### INPUT ROWS

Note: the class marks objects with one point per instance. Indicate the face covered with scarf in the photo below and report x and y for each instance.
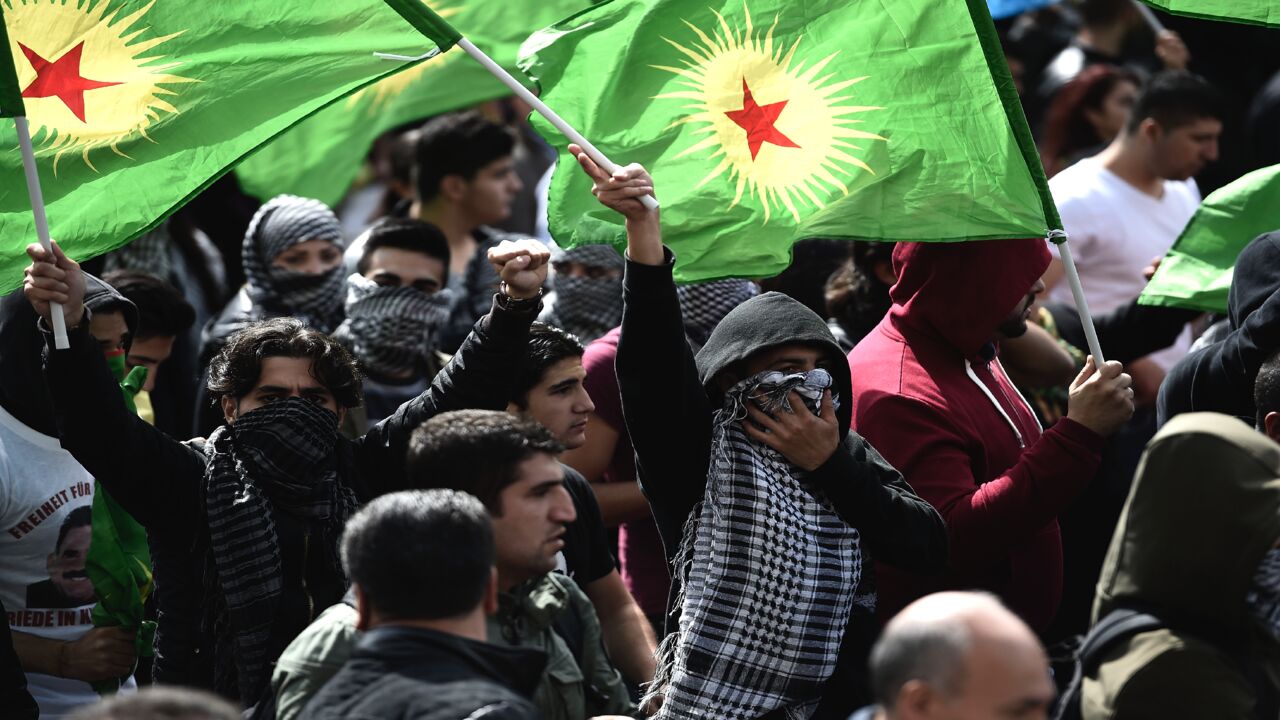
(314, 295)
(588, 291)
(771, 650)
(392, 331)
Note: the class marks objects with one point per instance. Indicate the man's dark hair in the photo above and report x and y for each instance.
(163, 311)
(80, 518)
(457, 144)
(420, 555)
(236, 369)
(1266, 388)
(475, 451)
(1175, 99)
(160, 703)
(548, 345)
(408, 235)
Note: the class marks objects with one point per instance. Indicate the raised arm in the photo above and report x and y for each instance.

######
### INPUT ROWS

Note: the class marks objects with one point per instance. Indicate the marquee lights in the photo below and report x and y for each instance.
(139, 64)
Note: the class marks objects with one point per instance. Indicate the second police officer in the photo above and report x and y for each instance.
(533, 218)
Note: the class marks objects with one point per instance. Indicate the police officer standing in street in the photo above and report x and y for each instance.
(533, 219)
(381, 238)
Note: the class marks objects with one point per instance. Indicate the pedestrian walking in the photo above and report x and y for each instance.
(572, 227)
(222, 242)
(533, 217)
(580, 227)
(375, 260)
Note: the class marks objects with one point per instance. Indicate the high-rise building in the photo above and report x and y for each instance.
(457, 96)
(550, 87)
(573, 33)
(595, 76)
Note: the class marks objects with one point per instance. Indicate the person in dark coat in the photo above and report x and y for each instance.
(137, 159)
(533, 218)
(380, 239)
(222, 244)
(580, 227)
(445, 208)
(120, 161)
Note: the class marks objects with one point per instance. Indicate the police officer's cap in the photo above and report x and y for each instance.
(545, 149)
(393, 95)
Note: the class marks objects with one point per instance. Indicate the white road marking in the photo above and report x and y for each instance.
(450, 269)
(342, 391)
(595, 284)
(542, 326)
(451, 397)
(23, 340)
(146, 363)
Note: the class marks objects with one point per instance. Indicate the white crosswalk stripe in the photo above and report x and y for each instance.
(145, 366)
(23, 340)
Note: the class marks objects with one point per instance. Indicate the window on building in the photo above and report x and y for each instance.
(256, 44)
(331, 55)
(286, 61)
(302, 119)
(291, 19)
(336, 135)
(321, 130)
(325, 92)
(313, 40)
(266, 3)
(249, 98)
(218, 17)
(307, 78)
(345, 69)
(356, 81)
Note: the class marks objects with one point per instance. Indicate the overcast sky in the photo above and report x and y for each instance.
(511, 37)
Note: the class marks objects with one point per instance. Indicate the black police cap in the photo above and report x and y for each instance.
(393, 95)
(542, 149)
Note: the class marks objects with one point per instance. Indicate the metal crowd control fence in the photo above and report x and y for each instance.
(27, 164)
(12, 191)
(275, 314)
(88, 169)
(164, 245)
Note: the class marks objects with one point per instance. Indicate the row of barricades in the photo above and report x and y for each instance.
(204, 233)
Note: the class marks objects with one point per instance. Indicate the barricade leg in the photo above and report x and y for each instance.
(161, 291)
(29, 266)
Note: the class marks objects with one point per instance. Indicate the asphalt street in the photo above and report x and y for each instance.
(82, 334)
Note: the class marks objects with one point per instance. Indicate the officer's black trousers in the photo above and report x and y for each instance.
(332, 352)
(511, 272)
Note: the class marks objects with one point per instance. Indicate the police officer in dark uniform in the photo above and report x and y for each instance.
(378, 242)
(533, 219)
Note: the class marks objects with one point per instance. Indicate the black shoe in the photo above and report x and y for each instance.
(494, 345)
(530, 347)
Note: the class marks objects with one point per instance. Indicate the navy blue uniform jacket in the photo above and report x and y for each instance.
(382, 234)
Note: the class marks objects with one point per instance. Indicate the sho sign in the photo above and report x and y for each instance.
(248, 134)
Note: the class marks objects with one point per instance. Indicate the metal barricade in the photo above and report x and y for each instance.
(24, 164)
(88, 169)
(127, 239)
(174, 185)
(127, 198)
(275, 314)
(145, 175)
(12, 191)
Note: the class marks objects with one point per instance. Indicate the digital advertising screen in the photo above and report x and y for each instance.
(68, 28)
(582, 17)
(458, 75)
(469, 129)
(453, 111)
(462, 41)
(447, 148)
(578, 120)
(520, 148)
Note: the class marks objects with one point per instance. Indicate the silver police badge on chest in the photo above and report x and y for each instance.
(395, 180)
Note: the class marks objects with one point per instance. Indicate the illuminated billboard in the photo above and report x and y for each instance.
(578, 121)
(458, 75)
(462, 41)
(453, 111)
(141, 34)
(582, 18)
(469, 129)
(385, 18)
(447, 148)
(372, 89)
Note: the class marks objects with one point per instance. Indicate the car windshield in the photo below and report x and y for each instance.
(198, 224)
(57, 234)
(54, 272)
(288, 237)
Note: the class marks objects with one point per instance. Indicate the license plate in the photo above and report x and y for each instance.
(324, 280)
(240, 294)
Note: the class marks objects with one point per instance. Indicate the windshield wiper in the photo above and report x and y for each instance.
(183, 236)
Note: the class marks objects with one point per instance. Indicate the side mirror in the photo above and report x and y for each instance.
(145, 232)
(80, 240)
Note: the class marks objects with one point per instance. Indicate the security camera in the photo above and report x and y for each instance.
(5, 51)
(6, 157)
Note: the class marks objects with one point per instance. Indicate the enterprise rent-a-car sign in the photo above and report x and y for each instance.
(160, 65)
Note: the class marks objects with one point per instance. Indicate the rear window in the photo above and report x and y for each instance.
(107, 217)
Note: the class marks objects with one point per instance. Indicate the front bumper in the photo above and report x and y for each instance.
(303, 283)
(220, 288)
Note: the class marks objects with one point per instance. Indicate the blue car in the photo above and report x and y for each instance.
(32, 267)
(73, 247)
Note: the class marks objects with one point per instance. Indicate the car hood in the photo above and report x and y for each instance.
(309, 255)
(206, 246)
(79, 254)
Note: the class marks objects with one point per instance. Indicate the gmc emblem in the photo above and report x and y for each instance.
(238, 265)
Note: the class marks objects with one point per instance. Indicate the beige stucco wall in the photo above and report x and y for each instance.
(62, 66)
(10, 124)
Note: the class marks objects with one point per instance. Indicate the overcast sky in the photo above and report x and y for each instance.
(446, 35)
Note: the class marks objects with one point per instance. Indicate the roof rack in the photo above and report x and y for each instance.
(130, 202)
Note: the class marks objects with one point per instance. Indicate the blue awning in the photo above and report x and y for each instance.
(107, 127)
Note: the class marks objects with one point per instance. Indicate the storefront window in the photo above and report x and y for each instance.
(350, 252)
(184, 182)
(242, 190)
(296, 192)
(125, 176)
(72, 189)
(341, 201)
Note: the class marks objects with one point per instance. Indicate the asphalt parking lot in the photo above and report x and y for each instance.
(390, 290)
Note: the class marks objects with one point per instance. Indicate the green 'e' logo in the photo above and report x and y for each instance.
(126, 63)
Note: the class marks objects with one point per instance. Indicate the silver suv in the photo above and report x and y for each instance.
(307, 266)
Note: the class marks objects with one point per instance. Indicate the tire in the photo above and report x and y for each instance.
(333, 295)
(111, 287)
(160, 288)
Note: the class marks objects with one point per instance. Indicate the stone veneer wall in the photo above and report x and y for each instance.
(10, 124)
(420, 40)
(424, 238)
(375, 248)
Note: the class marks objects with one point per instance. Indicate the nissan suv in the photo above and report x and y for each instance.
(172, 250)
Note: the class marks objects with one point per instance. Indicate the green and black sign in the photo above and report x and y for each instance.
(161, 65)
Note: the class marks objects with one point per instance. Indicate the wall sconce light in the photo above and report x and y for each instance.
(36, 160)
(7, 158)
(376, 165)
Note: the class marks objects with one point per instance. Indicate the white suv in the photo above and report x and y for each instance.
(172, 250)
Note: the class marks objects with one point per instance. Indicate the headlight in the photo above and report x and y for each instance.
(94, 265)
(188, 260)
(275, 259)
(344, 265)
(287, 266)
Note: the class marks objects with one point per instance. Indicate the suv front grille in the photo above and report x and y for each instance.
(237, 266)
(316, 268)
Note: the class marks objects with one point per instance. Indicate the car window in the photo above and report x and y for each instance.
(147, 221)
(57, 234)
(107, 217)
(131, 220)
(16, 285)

######

## [GOAL OF THE EXERCISE]
Copy out the rows that begin with the line containing "Indicate the face" and end with the line containing "Indicate the raised", keeping both of those lines. Leave the pictures out of your copy.

## [WRITTEN ANSWER]
Note: the class marks objects with one point per instance. Indicate the face covered with scarf in the photo below and report x and y for each instance.
(314, 295)
(588, 291)
(771, 650)
(392, 331)
Note: the class marks objects with one point per instance. Indicate the man's dark hair in the photo above and report x and y for each instance.
(163, 311)
(80, 518)
(457, 144)
(420, 555)
(236, 369)
(1266, 388)
(475, 451)
(1175, 99)
(160, 703)
(548, 345)
(408, 235)
Note: the class marks objects with one point per instance. Indicate the raised arm in the photo above and report x and y for each instance.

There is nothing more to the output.